## What you have to do
Write out exactly the lines below that run from the line containing "[point] blue painted" through the last line of the records.
◇ ◇ ◇ ◇
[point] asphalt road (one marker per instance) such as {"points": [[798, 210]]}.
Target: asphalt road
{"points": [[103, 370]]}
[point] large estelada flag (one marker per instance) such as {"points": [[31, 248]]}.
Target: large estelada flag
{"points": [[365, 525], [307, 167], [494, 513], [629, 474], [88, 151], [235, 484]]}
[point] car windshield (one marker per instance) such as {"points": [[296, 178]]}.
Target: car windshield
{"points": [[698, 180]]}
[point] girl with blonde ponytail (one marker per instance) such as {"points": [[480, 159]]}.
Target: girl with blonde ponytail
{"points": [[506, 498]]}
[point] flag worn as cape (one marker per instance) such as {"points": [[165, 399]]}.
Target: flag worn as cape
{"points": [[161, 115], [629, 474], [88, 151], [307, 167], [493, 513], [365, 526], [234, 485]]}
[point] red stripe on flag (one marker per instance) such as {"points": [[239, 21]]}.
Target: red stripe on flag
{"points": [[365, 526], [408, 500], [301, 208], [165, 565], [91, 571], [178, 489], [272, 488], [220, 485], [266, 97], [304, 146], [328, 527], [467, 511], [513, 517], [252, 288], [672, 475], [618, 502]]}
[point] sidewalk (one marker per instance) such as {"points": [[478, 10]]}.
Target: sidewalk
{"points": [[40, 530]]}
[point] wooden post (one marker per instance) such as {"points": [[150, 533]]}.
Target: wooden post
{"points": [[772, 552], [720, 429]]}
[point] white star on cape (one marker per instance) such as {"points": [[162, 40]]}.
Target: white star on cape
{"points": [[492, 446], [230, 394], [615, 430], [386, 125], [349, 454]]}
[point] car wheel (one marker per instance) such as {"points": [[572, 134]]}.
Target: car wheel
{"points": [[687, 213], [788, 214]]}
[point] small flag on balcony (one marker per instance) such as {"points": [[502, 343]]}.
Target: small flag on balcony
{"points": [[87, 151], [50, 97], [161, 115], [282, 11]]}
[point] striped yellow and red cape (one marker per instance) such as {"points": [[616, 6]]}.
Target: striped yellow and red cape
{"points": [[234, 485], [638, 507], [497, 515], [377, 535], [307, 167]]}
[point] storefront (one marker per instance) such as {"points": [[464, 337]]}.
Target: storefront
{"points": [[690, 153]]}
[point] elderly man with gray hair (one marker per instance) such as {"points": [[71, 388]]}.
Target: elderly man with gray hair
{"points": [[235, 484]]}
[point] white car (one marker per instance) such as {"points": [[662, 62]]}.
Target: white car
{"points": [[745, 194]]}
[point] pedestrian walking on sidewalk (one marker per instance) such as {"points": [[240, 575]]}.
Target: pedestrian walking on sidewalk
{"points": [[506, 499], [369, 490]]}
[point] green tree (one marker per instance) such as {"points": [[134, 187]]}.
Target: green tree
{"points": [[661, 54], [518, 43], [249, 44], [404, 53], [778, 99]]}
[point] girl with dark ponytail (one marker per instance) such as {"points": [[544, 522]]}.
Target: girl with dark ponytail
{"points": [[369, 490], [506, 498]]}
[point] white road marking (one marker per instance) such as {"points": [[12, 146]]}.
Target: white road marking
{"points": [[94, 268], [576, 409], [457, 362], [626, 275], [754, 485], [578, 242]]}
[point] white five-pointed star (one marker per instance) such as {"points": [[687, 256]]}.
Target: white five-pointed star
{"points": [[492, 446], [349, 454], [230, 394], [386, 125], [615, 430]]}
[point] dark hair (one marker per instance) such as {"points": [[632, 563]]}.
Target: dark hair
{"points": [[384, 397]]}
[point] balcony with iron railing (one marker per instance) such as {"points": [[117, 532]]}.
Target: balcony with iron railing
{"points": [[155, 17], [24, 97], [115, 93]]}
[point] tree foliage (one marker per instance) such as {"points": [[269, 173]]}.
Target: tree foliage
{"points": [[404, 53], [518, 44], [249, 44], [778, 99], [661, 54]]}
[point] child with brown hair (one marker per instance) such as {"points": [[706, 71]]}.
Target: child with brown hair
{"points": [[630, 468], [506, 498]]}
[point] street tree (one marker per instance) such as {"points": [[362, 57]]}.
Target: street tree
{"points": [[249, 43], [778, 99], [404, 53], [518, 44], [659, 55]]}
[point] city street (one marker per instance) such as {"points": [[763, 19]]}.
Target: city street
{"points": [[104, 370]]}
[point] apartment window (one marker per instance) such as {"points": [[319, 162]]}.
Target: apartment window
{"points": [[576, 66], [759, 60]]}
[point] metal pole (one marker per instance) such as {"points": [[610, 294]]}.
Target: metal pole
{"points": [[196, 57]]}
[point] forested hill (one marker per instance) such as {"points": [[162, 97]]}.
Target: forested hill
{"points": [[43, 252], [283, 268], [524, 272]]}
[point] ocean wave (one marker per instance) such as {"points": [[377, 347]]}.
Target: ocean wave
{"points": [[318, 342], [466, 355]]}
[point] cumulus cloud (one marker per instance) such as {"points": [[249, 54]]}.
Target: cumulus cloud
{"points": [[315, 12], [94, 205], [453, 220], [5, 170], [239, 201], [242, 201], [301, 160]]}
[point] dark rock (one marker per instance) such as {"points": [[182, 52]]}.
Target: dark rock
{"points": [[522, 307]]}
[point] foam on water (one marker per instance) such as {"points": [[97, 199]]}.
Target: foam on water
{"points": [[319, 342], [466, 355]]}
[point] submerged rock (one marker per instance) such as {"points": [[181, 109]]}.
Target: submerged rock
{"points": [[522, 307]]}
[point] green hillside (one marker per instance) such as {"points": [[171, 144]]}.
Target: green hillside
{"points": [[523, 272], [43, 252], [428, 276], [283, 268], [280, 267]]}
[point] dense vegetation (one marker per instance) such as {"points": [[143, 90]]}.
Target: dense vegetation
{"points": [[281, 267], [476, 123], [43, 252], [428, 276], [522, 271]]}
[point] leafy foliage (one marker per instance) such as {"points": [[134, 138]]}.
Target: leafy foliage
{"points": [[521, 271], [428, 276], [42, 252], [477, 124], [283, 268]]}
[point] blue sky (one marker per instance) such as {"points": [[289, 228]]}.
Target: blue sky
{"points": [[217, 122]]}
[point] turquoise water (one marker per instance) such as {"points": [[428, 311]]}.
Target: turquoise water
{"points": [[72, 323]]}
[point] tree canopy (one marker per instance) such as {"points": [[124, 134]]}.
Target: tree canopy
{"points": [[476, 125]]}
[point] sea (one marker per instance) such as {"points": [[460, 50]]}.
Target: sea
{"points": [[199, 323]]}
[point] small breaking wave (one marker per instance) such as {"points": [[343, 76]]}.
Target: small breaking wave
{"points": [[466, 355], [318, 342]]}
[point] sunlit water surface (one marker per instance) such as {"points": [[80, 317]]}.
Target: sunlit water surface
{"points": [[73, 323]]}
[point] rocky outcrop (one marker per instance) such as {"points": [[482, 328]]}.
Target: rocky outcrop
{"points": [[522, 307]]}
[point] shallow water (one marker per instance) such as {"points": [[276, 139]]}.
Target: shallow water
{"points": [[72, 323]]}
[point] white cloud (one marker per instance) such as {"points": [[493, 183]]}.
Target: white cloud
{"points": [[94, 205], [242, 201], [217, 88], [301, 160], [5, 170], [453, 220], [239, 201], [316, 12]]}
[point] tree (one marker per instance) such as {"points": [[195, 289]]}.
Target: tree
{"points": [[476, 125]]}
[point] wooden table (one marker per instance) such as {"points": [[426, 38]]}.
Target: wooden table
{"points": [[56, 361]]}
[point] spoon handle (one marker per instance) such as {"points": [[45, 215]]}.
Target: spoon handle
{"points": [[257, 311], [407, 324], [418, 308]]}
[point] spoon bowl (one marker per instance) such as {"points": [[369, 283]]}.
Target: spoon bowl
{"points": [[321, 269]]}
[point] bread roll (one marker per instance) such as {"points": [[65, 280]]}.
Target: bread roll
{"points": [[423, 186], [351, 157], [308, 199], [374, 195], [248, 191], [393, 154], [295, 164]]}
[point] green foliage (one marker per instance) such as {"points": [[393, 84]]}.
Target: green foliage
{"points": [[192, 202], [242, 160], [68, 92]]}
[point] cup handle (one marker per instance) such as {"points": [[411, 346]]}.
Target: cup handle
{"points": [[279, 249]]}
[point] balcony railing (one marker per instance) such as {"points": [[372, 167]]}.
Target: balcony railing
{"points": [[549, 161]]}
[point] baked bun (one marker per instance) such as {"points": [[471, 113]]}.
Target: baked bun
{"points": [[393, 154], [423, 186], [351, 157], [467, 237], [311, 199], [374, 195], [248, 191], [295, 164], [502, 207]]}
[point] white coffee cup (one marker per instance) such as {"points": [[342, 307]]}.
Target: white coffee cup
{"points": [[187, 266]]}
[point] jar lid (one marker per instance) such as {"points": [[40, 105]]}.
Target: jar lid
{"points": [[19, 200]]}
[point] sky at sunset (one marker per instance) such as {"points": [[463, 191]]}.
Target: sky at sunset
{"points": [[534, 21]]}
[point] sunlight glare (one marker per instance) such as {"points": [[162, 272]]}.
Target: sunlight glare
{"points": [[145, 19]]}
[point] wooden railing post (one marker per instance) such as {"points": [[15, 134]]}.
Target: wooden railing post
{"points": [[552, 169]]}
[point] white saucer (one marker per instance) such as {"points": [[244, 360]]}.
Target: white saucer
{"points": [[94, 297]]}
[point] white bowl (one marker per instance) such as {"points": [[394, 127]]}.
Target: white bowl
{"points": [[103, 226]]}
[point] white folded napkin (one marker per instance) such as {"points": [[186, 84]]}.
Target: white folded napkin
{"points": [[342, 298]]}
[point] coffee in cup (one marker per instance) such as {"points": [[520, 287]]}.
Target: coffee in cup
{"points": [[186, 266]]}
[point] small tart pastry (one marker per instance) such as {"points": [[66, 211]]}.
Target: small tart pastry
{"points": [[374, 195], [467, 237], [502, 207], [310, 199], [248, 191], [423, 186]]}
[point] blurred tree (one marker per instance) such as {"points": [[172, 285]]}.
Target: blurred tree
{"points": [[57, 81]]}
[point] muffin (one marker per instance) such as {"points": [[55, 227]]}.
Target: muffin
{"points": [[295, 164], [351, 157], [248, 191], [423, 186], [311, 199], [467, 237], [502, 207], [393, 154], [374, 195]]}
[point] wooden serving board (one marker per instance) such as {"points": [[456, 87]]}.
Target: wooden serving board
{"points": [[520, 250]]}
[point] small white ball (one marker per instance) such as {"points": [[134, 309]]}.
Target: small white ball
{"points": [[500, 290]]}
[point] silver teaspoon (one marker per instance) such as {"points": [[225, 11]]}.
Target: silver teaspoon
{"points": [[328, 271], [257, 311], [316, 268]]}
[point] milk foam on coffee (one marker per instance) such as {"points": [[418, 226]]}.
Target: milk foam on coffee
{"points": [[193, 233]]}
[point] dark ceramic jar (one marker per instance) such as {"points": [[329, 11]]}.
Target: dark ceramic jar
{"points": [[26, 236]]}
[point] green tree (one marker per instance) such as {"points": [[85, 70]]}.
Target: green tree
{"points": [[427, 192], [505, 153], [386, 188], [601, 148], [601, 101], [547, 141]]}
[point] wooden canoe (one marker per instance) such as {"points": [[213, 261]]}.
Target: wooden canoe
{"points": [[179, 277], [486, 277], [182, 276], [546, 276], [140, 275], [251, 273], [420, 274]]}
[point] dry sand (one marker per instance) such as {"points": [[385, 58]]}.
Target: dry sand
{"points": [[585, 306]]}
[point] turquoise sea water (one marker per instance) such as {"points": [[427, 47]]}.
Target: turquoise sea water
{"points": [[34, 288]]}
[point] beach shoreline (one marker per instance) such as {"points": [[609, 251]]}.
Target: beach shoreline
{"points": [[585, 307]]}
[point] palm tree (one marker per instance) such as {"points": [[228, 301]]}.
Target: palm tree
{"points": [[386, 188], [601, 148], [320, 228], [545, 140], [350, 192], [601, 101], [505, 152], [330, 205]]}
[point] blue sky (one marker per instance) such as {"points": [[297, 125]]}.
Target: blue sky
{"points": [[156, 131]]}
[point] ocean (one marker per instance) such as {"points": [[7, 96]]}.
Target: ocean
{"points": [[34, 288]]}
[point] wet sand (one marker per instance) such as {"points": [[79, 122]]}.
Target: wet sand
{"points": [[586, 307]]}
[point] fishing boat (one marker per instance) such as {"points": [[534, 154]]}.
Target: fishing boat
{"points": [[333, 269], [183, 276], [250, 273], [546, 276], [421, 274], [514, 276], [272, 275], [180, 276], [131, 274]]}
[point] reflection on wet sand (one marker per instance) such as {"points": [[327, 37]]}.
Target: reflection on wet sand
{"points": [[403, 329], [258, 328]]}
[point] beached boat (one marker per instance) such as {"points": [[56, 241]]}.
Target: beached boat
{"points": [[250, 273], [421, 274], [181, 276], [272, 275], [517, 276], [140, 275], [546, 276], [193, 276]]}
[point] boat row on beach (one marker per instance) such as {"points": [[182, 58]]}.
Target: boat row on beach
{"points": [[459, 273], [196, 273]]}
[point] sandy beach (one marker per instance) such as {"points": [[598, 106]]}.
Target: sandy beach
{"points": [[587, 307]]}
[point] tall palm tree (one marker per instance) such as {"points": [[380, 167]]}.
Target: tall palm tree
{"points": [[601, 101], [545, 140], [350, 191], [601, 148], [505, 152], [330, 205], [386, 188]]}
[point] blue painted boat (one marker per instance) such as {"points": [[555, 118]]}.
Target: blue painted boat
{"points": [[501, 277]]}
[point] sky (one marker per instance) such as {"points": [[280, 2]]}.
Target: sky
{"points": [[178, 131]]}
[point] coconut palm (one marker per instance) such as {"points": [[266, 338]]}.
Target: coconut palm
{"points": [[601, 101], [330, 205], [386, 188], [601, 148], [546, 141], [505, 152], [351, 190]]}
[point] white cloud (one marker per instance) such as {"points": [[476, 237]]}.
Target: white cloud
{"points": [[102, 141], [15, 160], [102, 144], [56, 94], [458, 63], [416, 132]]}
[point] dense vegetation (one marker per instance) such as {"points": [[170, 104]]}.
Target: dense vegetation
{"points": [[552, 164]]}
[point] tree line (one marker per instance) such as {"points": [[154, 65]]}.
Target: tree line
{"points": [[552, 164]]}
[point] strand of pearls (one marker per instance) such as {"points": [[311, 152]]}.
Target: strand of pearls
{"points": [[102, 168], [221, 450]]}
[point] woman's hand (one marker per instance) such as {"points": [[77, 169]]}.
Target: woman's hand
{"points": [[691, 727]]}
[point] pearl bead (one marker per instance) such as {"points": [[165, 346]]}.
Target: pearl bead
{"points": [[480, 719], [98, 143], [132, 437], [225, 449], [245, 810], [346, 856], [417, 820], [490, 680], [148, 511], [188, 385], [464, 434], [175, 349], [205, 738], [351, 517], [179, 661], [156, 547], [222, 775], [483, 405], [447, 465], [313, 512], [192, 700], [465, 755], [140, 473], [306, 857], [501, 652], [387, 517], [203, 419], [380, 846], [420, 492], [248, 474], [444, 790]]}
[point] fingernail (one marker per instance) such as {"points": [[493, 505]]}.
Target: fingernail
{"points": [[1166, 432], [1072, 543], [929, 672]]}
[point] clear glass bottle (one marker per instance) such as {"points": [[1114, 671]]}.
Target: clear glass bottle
◇ ◇ ◇ ◇
## Final answer
[point] blue painted boat (one marker per instance) such as {"points": [[555, 118]]}.
Target: blue painted boat
{"points": [[501, 277]]}
[point] sky (one marker per instance) such as {"points": [[280, 2]]}.
Target: sky
{"points": [[178, 131]]}
[point] coconut palm (one marker per instance) such as {"points": [[266, 338]]}.
Target: coconut palm
{"points": [[601, 101], [330, 205], [386, 188], [601, 148], [546, 141], [505, 152], [351, 190]]}
[point] white cloud (one marker per instance) such as {"points": [[476, 237]]}.
Target: white cloud
{"points": [[102, 141], [15, 160], [102, 144], [56, 94], [458, 63], [416, 132]]}
[point] dense vegetation (one marker per instance) such as {"points": [[170, 104]]}.
Target: dense vegetation
{"points": [[552, 164]]}
[point] tree line (one marker per instance) such as {"points": [[154, 65]]}.
Target: tree line
{"points": [[552, 164]]}
[point] strand of pearls (one marker per instance) such as {"points": [[311, 152]]}.
Target: strand of pearls
{"points": [[102, 168], [221, 450]]}
[point] woman's hand (one marker per instance) such as {"points": [[77, 169]]}.
Target: woman's hand
{"points": [[691, 727]]}
[point] pearl bead (one marker per instance) such as {"points": [[165, 346]]}.
Target: pearl bead
{"points": [[480, 719], [98, 143], [132, 437], [225, 449], [245, 810], [346, 856], [417, 820], [490, 680], [148, 511], [188, 385], [464, 434], [175, 349], [205, 738], [351, 517], [179, 661], [156, 547], [222, 775], [483, 405], [447, 465], [313, 512], [192, 700], [465, 755], [140, 473], [306, 857], [501, 652], [387, 517], [203, 419], [380, 846], [420, 492], [248, 474], [444, 790]]}
[point] fingernail (one marker per instance) such as {"points": [[493, 505]]}.
Target: fingernail
{"points": [[1166, 432], [1072, 543], [929, 672]]}
[point] clear glass bottle (one marker per instance) such as {"points": [[1114, 671]]}.
Target: clear glass bottle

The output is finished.